[Saved entries]
+++

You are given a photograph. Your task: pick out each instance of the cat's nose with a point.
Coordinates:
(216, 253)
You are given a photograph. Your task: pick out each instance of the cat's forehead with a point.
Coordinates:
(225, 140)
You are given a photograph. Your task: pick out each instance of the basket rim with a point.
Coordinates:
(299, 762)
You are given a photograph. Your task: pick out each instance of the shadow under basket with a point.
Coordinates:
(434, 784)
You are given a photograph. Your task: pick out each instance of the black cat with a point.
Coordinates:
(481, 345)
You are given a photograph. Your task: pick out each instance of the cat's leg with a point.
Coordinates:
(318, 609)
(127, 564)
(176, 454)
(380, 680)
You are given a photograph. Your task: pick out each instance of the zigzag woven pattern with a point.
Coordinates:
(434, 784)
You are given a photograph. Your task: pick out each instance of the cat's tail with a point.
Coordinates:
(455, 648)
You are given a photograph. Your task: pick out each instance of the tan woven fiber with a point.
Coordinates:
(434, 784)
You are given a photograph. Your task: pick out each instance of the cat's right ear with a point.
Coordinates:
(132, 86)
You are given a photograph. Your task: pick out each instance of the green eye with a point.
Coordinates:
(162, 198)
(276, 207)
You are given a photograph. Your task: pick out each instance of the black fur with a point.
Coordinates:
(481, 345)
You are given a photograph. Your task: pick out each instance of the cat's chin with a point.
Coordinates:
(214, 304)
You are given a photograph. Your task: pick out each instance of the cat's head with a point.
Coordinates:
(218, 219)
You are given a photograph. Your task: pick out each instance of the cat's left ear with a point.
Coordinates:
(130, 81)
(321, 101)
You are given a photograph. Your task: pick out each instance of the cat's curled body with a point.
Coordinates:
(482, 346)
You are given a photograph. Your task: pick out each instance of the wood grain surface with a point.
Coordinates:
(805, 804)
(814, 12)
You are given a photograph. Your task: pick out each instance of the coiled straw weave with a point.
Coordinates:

+++

▶ **Exercise prompt**: Return only the count of lines in the records that hold the word "basket".

▶ **Result of this exercise**: 2